== Provided material

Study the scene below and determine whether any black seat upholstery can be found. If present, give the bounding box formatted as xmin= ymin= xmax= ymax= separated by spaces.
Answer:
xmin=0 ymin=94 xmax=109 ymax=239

====
== Provided material

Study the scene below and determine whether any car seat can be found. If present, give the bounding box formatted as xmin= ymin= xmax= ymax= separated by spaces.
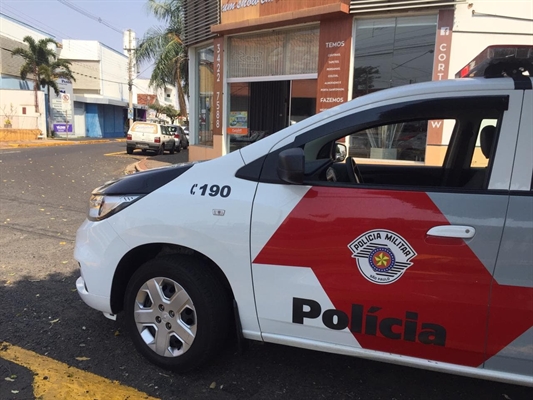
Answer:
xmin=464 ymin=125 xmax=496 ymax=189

====

▸ What to do
Count the lines in the records above that contain the string "seat", and reply with only the number.

▸ Response to this exercise
2